*** Opening of Excerpt provided ***
Dinnebitodon Temporal range: Early Jurassic, 189 Ma PreꞒ Ꞓ O S D C P T J K Pg N

Scientific classification
- Kingdom: Animalia
- Phylum: Chordata
- Clade: Synapsida
- Clade: Therapsida
- Clade: Cynodontia
- Family: †Tritylodontidae
- Genus: †Dinnebitodon Sues, 1986
- Species: D. amarali (Sues, 1986) (type);

= Dinnebitodon =

Extinct genus of mammaliamorphs

Dinnebitodon is an extinct genus of tritylodontid mammaliamorphs from the Early Jurassic. It has only been found in the Kayenta Formation in northeastern Arizona. It closely resembles the related genus Kayentatherium from the same formation. It is set apart by differences in the dentition, while resembling in most other respects.

==Description==
Dinnebitodon (meaning "Dinnebito (Wash) tooth"), was a small quadrupedal animal, with a head 8 cm in length, belonging to the herbivorous Tritylodontidae family. The description of Dinnebitodon does not give details on the structure of the body other than to say it was similar to Kayentatherium.

===Skull and jaw===
The majority of the remains so far recovered and assigned to the genus Dinnebitodon are skull and jaw material. These show that Dinnebitodon had a skull 8 cm long and unique in form. There are three incisors on each side of the upper jaw, with the second incisor being large and well developed at 9 mm by 7 mm. There are five postcanine teeth in the upper jaw that would have been functional when Dinnebitodon was alive, with a sixth possibly erupting later in the animal's life. The postcanine teeth resemble rounded-off squares with three rows of cusps on their occlusal surfaces. The teeth are notably different from the other two named Kayenta tritylodonts, Kayentatherium and Oligokyphus.

==Habitat==
The Kayenta Formation was deposited in an environment of braided rivers and dune fields, similar to northern Senegal today. Dinnebitodon was a terrestrial animal, living in the "Silty Facies" of the Kayenta Formation, which would have represented an interdunal river deposit. The teeth resemble those of modern animals that feed on seeds and nuts, suggesting that perhaps Dinnebitodon fed on similar foods present during the early Jurassic Period. Considering it was living alongside its close relative Kayentatherium, some niche partitioning of the resources would have been necessary in order to avoid being outcompeted for a food source. This might explain why two similar looking animals have different dentition.

==Fossil finds==
Dinnebitodon fossils were first discovered by William Amaral (for whom the species is named) in 1978. Remains are housed at Harvard's Museum of Comparative Zoology and at the Museum of Northern Arizona.

== Palaeoecology ==
Dental microwear of D. amarali suggests that it fed on moderately tough foods such as insects and soft seeds.
*** Close of Excerpt provided ***
*** Opening of Material provided ***
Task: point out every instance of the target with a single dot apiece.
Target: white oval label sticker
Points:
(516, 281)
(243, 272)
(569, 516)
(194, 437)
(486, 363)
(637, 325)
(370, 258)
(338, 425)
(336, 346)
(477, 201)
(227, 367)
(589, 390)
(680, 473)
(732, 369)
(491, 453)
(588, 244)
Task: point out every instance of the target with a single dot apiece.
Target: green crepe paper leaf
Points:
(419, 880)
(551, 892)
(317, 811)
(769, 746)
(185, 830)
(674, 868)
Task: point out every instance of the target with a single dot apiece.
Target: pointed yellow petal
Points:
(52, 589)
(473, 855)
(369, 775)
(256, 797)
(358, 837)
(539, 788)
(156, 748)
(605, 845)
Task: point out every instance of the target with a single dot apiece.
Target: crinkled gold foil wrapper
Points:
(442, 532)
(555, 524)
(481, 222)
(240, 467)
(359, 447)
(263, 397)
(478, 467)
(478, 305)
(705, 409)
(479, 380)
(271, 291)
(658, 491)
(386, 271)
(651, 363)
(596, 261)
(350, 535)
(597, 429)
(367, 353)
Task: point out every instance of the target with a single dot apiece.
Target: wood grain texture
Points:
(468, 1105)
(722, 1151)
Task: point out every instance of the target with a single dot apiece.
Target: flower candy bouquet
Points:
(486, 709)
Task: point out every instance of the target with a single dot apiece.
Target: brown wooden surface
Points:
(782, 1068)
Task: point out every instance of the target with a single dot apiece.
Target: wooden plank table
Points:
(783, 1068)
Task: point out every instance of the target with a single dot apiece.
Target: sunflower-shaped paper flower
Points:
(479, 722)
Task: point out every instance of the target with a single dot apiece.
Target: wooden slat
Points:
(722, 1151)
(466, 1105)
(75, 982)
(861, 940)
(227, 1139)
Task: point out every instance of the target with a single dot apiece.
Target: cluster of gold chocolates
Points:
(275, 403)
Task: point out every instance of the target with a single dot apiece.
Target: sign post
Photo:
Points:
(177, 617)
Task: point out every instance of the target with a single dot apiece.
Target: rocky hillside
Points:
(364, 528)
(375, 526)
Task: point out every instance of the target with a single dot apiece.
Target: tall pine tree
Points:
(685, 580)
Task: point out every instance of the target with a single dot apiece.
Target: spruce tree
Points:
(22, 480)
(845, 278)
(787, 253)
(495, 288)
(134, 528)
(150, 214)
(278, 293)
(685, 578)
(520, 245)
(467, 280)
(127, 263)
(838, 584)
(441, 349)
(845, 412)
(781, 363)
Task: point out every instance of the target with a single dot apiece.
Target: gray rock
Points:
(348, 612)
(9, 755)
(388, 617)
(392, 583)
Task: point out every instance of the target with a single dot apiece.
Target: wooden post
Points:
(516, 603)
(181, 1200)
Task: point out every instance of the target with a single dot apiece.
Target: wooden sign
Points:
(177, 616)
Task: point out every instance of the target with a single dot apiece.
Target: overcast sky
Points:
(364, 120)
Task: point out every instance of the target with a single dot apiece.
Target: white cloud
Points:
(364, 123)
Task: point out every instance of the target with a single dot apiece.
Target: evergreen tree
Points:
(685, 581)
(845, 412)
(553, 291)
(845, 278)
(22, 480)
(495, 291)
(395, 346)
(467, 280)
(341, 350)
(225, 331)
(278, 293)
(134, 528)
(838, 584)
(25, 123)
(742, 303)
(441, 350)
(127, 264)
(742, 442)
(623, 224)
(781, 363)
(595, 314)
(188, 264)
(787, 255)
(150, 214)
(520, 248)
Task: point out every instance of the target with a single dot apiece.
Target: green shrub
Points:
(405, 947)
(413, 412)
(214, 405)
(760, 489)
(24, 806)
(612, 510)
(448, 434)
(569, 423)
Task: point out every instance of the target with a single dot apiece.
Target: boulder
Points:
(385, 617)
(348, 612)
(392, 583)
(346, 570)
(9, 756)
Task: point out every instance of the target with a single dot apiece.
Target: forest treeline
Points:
*** Close of Material provided ***
Reproduce the passage of the Dinnebitodon text from "Dinnebitodon is an" up to and including "similar to Kayentatherium.", word for word.

Output of the task:
Dinnebitodon is an extinct genus of tritylodontid mammaliamorphs from the Early Jurassic. It has only been found in the Kayenta Formation in northeastern Arizona. It closely resembles the related genus Kayentatherium from the same formation. It is set apart by differences in the dentition, while resembling in most other respects.

==Description==
Dinnebitodon (meaning "Dinnebito (Wash) tooth"), was a small quadrupedal animal, with a head 8 cm in length, belonging to the herbivorous Tritylodontidae family. The description of Dinnebitodon does not give details on the structure of the body other than to say it was similar to Kayentatherium.